Supplied data:

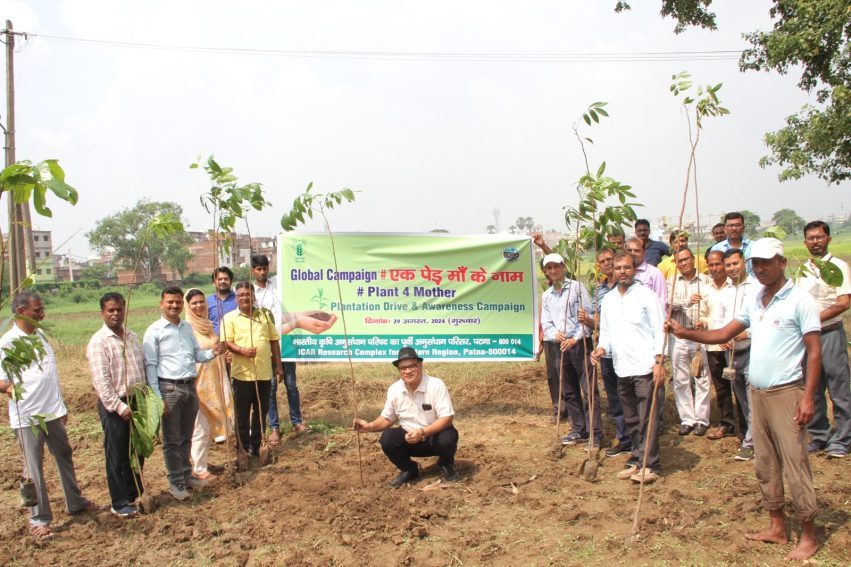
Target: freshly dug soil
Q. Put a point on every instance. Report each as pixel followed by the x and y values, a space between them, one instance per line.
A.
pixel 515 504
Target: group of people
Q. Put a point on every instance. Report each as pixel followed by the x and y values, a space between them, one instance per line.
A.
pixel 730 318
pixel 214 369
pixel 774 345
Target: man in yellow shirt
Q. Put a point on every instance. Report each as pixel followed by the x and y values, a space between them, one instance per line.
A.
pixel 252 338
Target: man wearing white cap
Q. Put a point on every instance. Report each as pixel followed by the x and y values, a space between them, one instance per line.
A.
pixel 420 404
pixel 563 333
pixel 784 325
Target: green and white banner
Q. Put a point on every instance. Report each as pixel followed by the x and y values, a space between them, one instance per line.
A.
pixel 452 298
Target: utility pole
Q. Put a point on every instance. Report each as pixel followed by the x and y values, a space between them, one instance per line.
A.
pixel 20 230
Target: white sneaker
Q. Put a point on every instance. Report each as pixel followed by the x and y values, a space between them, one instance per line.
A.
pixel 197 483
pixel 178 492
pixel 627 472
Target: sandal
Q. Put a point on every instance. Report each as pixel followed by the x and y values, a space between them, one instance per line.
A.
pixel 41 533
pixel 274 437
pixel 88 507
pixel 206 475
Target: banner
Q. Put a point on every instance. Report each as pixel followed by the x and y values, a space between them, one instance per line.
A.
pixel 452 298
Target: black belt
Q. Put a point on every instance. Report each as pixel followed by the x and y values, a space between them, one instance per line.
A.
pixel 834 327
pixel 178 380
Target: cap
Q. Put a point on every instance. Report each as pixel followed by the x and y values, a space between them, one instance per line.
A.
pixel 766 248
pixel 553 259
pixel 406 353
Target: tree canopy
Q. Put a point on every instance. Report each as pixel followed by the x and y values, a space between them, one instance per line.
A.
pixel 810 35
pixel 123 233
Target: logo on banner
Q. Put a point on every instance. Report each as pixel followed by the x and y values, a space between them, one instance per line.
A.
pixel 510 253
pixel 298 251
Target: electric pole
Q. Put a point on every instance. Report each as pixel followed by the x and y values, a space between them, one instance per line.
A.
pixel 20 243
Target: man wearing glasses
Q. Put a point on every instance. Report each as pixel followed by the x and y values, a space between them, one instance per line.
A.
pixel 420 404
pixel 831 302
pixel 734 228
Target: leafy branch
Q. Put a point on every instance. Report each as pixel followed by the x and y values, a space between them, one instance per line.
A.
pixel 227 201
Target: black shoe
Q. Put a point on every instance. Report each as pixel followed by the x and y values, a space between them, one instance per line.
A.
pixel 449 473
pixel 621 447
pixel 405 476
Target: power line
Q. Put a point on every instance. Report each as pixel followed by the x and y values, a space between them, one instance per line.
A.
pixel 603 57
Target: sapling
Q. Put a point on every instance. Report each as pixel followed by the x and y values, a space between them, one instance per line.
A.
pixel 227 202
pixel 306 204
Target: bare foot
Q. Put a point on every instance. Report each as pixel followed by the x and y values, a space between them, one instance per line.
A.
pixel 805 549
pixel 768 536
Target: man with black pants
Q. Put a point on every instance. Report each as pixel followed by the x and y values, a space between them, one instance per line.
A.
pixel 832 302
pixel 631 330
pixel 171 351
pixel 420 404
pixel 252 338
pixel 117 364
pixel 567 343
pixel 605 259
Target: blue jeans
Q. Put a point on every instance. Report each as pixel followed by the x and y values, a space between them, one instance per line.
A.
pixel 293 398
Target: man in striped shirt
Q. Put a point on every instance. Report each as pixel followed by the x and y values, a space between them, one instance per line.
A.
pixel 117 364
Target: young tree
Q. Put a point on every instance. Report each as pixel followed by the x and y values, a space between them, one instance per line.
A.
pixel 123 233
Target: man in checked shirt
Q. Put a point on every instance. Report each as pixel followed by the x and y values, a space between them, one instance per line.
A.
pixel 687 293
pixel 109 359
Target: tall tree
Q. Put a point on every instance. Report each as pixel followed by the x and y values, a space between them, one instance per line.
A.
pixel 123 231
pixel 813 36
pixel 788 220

Aim of the task: Write out the listing above again with "Target" swapped for "Label" everywhere and nothing else changed. Omit the pictures.

The response:
Label: freshly dug soil
Q. Put a point on every instance. Report each as pixel followed by the x and y values, a space between them, one instance per line.
A.
pixel 515 504
Label: group of people
Q. Put a point on every instance. Report each as pixel followed by the x and y values, a space between them, one instance per line.
A.
pixel 730 318
pixel 214 369
pixel 774 345
Label: man in yellow shirt
Q. Put a point on every instance. Report each as pixel followed by the x and y values, a space between them, one instance per line.
A.
pixel 252 338
Label: man wearing white cap
Q. Put a point on every instance. Report each as pixel followed by the x and y values, a space between them, one instance per line.
A.
pixel 420 404
pixel 563 333
pixel 784 325
Label: green and white banner
Q. Put a point on every instance. Report each as pixel followed by the x and y values, a space between them, one instance per line.
A.
pixel 452 298
Label: utility pole
Q. Put a point on every instance. Report each as pixel followed by the x and y values, a space between them, one instance per line.
A.
pixel 20 230
Label: white sneaker
Q. Put a point on every instance. Report each as pixel followed by the x and y values, a space between them, one instance per line.
A.
pixel 197 483
pixel 178 492
pixel 627 472
Label: sandal
Q. Put a point on every instance. Report each as pixel followed by the x and y values, a space between them, one instance per line.
A.
pixel 41 533
pixel 274 437
pixel 88 507
pixel 206 475
Label: banner
Q. Put a point on every instance. Report each as pixel followed by the x and y values, a space between them, one instance per line.
A.
pixel 452 298
Label: black belt
Q. Put a point on every instance. Report each as pixel followed by the x and y values, a space between them, one instance per line.
A.
pixel 834 327
pixel 178 380
Label: cap
Q. Put a point on every instance. Report each as pixel followed by the x and y values, a space between them, one instance per line.
A.
pixel 766 248
pixel 553 259
pixel 406 353
Label: tree canopy
Q. Put a point on every instance. Report each as pixel followed by the x and y values, a space between them, one instance per line.
A.
pixel 810 35
pixel 123 233
Label: logo on banner
Q. Put a point on every instance. Report each as pixel followed by the x and y values, a space between them, one instance per line.
A.
pixel 510 253
pixel 298 251
Label: electric pole
Q. Put a point on every instance. Report each as pixel followed by the x and y values, a space between them, one instance per line.
A.
pixel 20 243
Label: man wearing glasses
Q. Put a point on every instance. Report each as pixel followed by the x and y values, a space between them, one instance per line.
A.
pixel 420 404
pixel 831 302
pixel 734 228
Label: leafy branch
Q. Put a point on every instance. Report each as pixel followed by the x and y values, a space between them, one instance per line.
A.
pixel 227 201
Label: black shoe
Q. Put a point on every instance. Report each as pixel followed by the x and y values, a space between them, one instance per line.
A.
pixel 449 473
pixel 621 447
pixel 405 476
Label: power line
Q. Put a point on every instance. Report each as pixel followed by the x and y values, a space between them, one instance per line.
A.
pixel 603 57
Label: sapling
Q. Put a point on every instance. Report each as pixel followed by the x and y values, a space between them, one instance per line.
A.
pixel 227 202
pixel 306 204
Label: bare foot
Q. Put a point on every instance. Report each as pixel followed by the x and y values, a space between them, one instance per line.
A.
pixel 805 549
pixel 768 536
Label: man with black pants
Q. Put a point on every instance. Report each as pixel followed by the x and y values, a space between them, one instance per line.
A.
pixel 832 302
pixel 631 330
pixel 171 351
pixel 420 404
pixel 252 338
pixel 117 364
pixel 567 343
pixel 605 259
Label: blue jeans
Q. Put a point on every instance. Report each as pixel followed by the x and y values, a space between them, one instance per line.
A.
pixel 293 398
Label: man in striped shirt
Q. Put a point on every instance. Report each as pixel followed by the x and y values, a space between them, one instance per line.
A.
pixel 117 364
Label: young tree
Q. Put a point on every instance. Report each as pixel followed by the x and y values, a space between them, one instance per line.
A.
pixel 123 233
Label: man in checked shirt
Q. Put a point on every instance. Report each as pixel followed by the x and y values, a space between them, one instance per line.
A.
pixel 687 293
pixel 109 359
Label: tall tree
Q. Put a point on every instance. Report each as pixel followed by the x and y values, a space between them, one instance per line.
A.
pixel 123 231
pixel 813 36
pixel 788 220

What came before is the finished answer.